> **Exercise description**
Please return every line in the records below that contains the word "fallen".

> **Rows**

————————

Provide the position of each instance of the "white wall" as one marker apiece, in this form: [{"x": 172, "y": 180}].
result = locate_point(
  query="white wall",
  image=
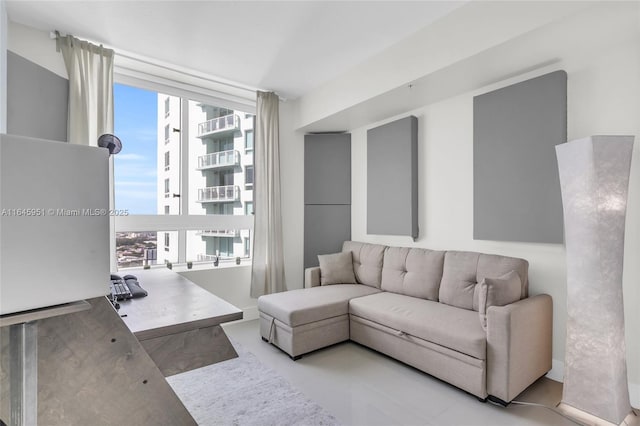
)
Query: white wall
[{"x": 37, "y": 47}]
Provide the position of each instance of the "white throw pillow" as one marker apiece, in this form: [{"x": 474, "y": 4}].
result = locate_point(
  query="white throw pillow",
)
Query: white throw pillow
[
  {"x": 498, "y": 292},
  {"x": 336, "y": 268}
]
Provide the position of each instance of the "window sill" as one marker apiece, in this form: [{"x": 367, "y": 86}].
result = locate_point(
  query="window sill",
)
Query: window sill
[{"x": 198, "y": 266}]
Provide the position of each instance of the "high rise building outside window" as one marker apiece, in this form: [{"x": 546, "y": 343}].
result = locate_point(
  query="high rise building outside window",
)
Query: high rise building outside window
[{"x": 202, "y": 164}]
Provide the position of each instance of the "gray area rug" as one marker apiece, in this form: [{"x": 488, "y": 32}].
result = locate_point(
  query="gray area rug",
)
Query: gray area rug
[{"x": 243, "y": 391}]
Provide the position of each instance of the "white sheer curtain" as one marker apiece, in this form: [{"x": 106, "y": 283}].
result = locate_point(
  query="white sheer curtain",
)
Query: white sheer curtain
[
  {"x": 267, "y": 275},
  {"x": 90, "y": 70}
]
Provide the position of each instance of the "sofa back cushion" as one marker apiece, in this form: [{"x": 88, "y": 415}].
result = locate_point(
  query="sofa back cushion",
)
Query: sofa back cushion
[
  {"x": 462, "y": 271},
  {"x": 413, "y": 272},
  {"x": 367, "y": 262}
]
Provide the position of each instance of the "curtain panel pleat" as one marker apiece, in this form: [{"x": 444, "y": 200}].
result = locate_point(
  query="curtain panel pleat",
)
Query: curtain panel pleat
[
  {"x": 267, "y": 275},
  {"x": 90, "y": 70}
]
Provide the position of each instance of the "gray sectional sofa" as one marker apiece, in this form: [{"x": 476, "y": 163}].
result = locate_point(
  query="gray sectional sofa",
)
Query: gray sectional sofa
[{"x": 463, "y": 317}]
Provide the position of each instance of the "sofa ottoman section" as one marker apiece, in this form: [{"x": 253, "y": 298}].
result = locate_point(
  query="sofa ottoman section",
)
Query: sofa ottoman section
[{"x": 301, "y": 321}]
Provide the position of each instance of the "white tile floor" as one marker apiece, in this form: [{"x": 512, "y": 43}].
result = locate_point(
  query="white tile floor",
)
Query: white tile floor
[{"x": 362, "y": 387}]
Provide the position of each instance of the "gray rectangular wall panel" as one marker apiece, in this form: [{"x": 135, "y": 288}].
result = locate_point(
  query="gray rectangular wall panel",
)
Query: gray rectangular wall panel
[
  {"x": 392, "y": 178},
  {"x": 37, "y": 100},
  {"x": 326, "y": 227},
  {"x": 327, "y": 167},
  {"x": 516, "y": 186}
]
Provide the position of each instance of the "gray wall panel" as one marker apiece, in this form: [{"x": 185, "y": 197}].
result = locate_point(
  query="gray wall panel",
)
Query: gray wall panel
[
  {"x": 392, "y": 178},
  {"x": 327, "y": 194},
  {"x": 516, "y": 185},
  {"x": 37, "y": 100},
  {"x": 326, "y": 227},
  {"x": 327, "y": 167}
]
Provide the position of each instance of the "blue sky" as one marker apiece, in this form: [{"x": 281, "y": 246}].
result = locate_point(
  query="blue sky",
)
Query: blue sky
[{"x": 135, "y": 123}]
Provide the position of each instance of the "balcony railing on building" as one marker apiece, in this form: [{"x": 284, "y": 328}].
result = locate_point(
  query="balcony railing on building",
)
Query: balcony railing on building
[
  {"x": 219, "y": 159},
  {"x": 207, "y": 257},
  {"x": 232, "y": 233},
  {"x": 221, "y": 194},
  {"x": 218, "y": 125}
]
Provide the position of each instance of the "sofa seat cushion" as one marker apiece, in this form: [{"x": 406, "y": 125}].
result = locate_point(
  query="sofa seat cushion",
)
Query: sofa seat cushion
[
  {"x": 304, "y": 306},
  {"x": 448, "y": 326}
]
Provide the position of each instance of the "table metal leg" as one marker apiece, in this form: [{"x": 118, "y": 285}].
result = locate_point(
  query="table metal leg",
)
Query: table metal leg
[{"x": 23, "y": 373}]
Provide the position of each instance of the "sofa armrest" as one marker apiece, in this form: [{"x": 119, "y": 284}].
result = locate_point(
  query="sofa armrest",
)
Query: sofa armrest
[
  {"x": 519, "y": 340},
  {"x": 312, "y": 277}
]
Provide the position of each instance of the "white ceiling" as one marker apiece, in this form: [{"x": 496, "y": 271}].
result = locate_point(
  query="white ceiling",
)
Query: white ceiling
[{"x": 290, "y": 47}]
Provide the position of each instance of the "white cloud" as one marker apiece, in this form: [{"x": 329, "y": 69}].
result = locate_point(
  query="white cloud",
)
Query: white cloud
[{"x": 136, "y": 194}]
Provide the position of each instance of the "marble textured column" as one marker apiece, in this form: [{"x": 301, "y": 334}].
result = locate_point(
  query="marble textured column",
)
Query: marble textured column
[{"x": 594, "y": 179}]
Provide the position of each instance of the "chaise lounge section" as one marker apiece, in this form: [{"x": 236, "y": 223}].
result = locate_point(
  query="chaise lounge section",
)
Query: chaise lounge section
[{"x": 464, "y": 317}]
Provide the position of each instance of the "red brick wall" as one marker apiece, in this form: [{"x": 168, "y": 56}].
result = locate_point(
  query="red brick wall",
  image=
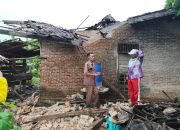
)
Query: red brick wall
[
  {"x": 62, "y": 71},
  {"x": 159, "y": 40}
]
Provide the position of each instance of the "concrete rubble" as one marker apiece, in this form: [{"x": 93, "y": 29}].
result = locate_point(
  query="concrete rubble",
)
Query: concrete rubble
[{"x": 75, "y": 116}]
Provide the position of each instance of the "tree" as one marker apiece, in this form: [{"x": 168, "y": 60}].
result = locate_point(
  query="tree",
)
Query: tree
[{"x": 175, "y": 4}]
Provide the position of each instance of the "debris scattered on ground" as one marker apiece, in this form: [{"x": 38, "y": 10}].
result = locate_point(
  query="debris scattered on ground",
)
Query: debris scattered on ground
[{"x": 75, "y": 116}]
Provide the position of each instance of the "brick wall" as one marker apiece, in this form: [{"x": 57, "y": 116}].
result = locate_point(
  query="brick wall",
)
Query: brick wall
[
  {"x": 160, "y": 42},
  {"x": 62, "y": 71}
]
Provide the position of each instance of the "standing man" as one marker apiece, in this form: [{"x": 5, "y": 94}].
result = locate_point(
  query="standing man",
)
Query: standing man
[
  {"x": 134, "y": 75},
  {"x": 92, "y": 97}
]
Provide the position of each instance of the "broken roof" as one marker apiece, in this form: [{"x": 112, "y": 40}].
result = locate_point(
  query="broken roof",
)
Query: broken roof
[
  {"x": 151, "y": 16},
  {"x": 15, "y": 49},
  {"x": 40, "y": 30}
]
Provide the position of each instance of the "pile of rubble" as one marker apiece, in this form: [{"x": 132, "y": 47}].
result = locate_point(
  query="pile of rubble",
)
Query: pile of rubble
[{"x": 75, "y": 116}]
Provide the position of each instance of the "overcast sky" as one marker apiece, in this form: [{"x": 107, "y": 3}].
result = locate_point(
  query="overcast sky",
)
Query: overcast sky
[{"x": 70, "y": 13}]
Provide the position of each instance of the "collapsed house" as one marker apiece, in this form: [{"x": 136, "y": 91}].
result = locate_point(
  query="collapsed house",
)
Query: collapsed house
[{"x": 156, "y": 33}]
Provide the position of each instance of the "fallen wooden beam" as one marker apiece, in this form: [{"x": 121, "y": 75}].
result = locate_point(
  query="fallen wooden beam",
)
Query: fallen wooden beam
[{"x": 67, "y": 114}]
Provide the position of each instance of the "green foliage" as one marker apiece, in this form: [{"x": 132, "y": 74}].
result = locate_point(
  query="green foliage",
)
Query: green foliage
[
  {"x": 175, "y": 4},
  {"x": 7, "y": 118},
  {"x": 34, "y": 63}
]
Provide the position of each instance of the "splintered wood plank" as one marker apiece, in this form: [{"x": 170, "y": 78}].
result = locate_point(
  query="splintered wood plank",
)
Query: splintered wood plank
[{"x": 67, "y": 114}]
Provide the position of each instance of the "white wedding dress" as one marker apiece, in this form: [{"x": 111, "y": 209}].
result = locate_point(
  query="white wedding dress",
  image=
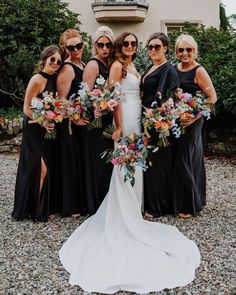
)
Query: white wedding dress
[{"x": 116, "y": 249}]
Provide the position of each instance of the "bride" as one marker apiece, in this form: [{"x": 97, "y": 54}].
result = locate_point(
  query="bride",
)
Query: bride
[{"x": 116, "y": 249}]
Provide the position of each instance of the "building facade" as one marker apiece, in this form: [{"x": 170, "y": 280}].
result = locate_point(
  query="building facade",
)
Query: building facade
[{"x": 144, "y": 17}]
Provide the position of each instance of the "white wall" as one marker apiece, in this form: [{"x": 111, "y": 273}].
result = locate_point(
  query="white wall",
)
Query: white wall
[{"x": 160, "y": 11}]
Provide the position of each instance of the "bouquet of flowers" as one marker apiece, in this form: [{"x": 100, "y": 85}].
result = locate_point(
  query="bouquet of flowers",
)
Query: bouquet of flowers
[
  {"x": 188, "y": 106},
  {"x": 49, "y": 108},
  {"x": 130, "y": 151},
  {"x": 103, "y": 98},
  {"x": 163, "y": 120}
]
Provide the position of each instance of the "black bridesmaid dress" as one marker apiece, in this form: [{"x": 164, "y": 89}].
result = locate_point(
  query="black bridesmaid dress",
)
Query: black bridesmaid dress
[
  {"x": 69, "y": 178},
  {"x": 158, "y": 177},
  {"x": 189, "y": 182},
  {"x": 97, "y": 172},
  {"x": 28, "y": 202}
]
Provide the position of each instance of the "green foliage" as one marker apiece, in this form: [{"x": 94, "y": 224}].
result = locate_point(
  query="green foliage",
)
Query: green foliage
[
  {"x": 217, "y": 54},
  {"x": 26, "y": 27},
  {"x": 11, "y": 113}
]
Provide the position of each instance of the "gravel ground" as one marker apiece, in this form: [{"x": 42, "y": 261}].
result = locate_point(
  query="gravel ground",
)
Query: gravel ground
[{"x": 29, "y": 252}]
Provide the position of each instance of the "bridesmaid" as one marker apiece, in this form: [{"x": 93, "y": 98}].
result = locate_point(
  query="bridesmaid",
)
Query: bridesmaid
[
  {"x": 159, "y": 77},
  {"x": 189, "y": 170},
  {"x": 97, "y": 172},
  {"x": 32, "y": 196},
  {"x": 69, "y": 178}
]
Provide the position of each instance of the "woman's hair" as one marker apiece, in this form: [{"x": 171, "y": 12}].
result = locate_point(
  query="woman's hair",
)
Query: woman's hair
[
  {"x": 45, "y": 54},
  {"x": 161, "y": 36},
  {"x": 68, "y": 34},
  {"x": 190, "y": 40},
  {"x": 119, "y": 55},
  {"x": 102, "y": 31}
]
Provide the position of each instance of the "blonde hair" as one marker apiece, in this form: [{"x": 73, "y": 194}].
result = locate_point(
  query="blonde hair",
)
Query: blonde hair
[
  {"x": 102, "y": 31},
  {"x": 68, "y": 34},
  {"x": 190, "y": 40}
]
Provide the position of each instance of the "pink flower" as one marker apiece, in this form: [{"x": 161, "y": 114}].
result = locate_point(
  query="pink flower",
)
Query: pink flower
[
  {"x": 96, "y": 92},
  {"x": 115, "y": 161},
  {"x": 149, "y": 112},
  {"x": 111, "y": 104},
  {"x": 50, "y": 115}
]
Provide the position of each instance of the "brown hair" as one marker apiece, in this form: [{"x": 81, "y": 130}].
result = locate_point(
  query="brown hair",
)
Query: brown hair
[
  {"x": 68, "y": 34},
  {"x": 161, "y": 36},
  {"x": 118, "y": 55},
  {"x": 45, "y": 54}
]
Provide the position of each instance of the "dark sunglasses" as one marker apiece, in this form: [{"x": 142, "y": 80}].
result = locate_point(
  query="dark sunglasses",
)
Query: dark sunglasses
[
  {"x": 155, "y": 46},
  {"x": 181, "y": 50},
  {"x": 54, "y": 60},
  {"x": 102, "y": 45},
  {"x": 127, "y": 43},
  {"x": 73, "y": 47}
]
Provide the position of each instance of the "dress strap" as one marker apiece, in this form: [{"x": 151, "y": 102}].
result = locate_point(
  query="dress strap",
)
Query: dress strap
[{"x": 45, "y": 75}]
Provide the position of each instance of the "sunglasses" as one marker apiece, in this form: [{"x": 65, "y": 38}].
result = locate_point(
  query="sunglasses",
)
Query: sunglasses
[
  {"x": 188, "y": 50},
  {"x": 54, "y": 60},
  {"x": 102, "y": 45},
  {"x": 73, "y": 47},
  {"x": 127, "y": 44},
  {"x": 155, "y": 46}
]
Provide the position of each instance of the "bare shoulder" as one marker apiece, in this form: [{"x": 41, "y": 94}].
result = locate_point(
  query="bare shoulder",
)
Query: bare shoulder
[
  {"x": 37, "y": 80},
  {"x": 66, "y": 69},
  {"x": 201, "y": 72},
  {"x": 116, "y": 66},
  {"x": 92, "y": 65}
]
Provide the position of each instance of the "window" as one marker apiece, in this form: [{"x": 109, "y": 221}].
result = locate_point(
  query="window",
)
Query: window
[{"x": 176, "y": 26}]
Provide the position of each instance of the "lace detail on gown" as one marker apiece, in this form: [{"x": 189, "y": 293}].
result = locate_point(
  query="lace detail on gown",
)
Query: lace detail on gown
[{"x": 116, "y": 249}]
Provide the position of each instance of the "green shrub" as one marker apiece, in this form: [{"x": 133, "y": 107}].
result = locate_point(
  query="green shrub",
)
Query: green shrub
[
  {"x": 26, "y": 27},
  {"x": 217, "y": 54}
]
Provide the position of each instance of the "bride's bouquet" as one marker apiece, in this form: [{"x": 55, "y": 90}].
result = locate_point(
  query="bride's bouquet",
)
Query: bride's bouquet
[
  {"x": 49, "y": 108},
  {"x": 163, "y": 121},
  {"x": 129, "y": 152},
  {"x": 103, "y": 98}
]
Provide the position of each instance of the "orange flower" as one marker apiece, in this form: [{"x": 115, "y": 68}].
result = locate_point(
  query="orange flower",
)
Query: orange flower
[
  {"x": 157, "y": 125},
  {"x": 165, "y": 125},
  {"x": 103, "y": 104}
]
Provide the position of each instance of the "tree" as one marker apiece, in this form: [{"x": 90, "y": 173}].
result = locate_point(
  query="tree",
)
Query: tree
[
  {"x": 232, "y": 20},
  {"x": 27, "y": 27}
]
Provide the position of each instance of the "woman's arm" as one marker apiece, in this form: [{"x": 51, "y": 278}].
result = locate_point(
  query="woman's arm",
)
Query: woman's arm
[
  {"x": 64, "y": 80},
  {"x": 35, "y": 86},
  {"x": 116, "y": 76},
  {"x": 205, "y": 83},
  {"x": 91, "y": 73}
]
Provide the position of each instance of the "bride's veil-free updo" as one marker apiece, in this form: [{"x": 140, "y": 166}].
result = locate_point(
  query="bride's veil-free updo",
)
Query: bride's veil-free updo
[{"x": 118, "y": 54}]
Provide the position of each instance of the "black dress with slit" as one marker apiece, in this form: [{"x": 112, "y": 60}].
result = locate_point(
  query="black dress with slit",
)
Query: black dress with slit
[
  {"x": 189, "y": 182},
  {"x": 29, "y": 203},
  {"x": 69, "y": 176},
  {"x": 97, "y": 172},
  {"x": 158, "y": 177}
]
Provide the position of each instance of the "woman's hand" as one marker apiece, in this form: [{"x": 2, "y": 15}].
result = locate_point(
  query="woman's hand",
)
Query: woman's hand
[
  {"x": 81, "y": 122},
  {"x": 186, "y": 122},
  {"x": 49, "y": 126},
  {"x": 117, "y": 134},
  {"x": 97, "y": 113}
]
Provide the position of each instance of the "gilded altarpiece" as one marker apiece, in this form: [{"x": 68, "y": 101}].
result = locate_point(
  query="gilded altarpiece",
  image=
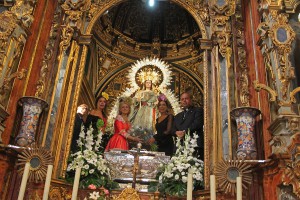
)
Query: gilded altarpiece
[
  {"x": 205, "y": 71},
  {"x": 212, "y": 59}
]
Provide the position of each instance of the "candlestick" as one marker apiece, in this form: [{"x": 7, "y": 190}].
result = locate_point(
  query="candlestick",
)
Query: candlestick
[
  {"x": 47, "y": 182},
  {"x": 190, "y": 185},
  {"x": 239, "y": 188},
  {"x": 213, "y": 187},
  {"x": 24, "y": 181},
  {"x": 76, "y": 183}
]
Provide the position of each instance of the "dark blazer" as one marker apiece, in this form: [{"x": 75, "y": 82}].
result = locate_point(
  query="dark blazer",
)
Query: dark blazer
[{"x": 193, "y": 121}]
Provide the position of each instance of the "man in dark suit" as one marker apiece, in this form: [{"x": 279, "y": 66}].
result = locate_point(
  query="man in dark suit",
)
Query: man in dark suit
[{"x": 190, "y": 119}]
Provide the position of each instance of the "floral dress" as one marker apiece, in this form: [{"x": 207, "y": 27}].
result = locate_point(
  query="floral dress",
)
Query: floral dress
[{"x": 118, "y": 140}]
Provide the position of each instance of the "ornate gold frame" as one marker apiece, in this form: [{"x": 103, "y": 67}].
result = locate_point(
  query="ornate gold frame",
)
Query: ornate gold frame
[{"x": 210, "y": 117}]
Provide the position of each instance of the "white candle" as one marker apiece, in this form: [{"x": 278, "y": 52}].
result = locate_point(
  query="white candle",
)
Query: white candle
[
  {"x": 24, "y": 181},
  {"x": 47, "y": 182},
  {"x": 190, "y": 185},
  {"x": 76, "y": 183},
  {"x": 239, "y": 188},
  {"x": 213, "y": 187}
]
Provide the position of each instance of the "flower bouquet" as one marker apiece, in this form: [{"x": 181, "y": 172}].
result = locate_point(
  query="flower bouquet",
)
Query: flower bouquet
[
  {"x": 94, "y": 168},
  {"x": 172, "y": 179}
]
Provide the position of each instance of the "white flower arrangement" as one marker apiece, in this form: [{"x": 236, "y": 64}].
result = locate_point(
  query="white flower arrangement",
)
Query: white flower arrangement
[
  {"x": 94, "y": 168},
  {"x": 173, "y": 177}
]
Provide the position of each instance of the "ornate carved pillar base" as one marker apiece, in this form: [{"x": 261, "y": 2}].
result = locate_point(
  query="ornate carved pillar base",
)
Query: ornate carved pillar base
[
  {"x": 245, "y": 119},
  {"x": 32, "y": 108},
  {"x": 282, "y": 129}
]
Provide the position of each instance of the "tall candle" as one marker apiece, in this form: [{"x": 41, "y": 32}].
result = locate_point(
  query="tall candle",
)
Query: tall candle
[
  {"x": 47, "y": 182},
  {"x": 239, "y": 188},
  {"x": 76, "y": 183},
  {"x": 190, "y": 185},
  {"x": 24, "y": 181},
  {"x": 213, "y": 187}
]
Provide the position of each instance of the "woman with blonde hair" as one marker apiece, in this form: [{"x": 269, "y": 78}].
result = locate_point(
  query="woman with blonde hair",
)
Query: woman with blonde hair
[{"x": 122, "y": 125}]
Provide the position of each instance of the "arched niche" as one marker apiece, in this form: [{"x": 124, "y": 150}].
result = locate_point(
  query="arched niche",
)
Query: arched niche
[{"x": 207, "y": 89}]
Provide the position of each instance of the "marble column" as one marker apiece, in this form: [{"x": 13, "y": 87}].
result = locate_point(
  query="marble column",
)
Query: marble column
[
  {"x": 245, "y": 119},
  {"x": 32, "y": 109}
]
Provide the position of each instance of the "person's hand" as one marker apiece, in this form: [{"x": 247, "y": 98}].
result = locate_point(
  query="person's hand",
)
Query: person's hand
[
  {"x": 151, "y": 141},
  {"x": 180, "y": 134}
]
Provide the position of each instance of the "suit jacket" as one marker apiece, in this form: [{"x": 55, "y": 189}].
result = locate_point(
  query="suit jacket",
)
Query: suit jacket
[{"x": 192, "y": 121}]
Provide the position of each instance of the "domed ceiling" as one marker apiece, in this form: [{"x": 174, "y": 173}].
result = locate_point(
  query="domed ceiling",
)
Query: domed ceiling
[
  {"x": 134, "y": 29},
  {"x": 166, "y": 21}
]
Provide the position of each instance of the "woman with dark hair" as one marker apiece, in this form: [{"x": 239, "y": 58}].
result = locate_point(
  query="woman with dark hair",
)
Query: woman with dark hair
[
  {"x": 163, "y": 127},
  {"x": 122, "y": 125},
  {"x": 100, "y": 112}
]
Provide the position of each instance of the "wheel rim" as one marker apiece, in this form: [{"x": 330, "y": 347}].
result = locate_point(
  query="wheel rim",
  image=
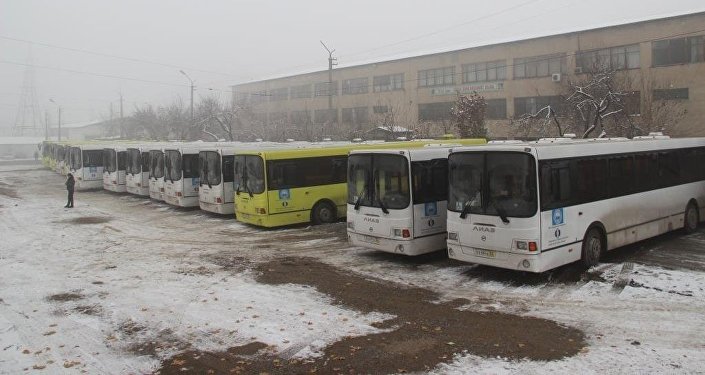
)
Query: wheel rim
[{"x": 691, "y": 218}]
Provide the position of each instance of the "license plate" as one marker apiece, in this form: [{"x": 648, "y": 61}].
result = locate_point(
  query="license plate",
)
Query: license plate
[
  {"x": 370, "y": 239},
  {"x": 485, "y": 253}
]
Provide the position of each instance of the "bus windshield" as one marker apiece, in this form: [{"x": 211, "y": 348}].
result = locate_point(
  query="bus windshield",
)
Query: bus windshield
[
  {"x": 110, "y": 160},
  {"x": 493, "y": 183},
  {"x": 134, "y": 161},
  {"x": 378, "y": 180},
  {"x": 75, "y": 158},
  {"x": 209, "y": 168},
  {"x": 172, "y": 165},
  {"x": 248, "y": 174},
  {"x": 92, "y": 158}
]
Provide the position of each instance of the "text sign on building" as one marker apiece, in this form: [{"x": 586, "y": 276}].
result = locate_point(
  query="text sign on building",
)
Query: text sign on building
[{"x": 469, "y": 88}]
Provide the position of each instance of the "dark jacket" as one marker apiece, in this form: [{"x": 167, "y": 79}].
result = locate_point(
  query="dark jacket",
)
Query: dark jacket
[{"x": 70, "y": 182}]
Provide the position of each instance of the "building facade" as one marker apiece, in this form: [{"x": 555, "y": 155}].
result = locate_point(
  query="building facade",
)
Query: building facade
[{"x": 660, "y": 63}]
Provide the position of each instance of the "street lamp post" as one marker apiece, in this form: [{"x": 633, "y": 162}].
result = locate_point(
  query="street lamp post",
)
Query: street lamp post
[
  {"x": 192, "y": 88},
  {"x": 59, "y": 118}
]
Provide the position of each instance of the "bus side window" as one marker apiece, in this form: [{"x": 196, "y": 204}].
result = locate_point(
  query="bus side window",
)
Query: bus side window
[{"x": 556, "y": 185}]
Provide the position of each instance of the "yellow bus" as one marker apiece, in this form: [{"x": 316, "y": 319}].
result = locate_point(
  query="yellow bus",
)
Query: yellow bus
[{"x": 291, "y": 186}]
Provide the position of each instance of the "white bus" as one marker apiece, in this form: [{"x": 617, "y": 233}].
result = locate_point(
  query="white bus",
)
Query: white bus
[
  {"x": 181, "y": 174},
  {"x": 156, "y": 172},
  {"x": 86, "y": 165},
  {"x": 114, "y": 163},
  {"x": 137, "y": 170},
  {"x": 397, "y": 199},
  {"x": 216, "y": 168},
  {"x": 540, "y": 205}
]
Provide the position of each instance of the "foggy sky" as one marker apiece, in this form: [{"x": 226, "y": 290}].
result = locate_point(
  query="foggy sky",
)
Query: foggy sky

————————

> **Complete output**
Provide the position of each instance of the "fallen wooden beam" as one marker apiece, in this form: [{"x": 121, "y": 75}].
  query="fallen wooden beam",
Query: fallen wooden beam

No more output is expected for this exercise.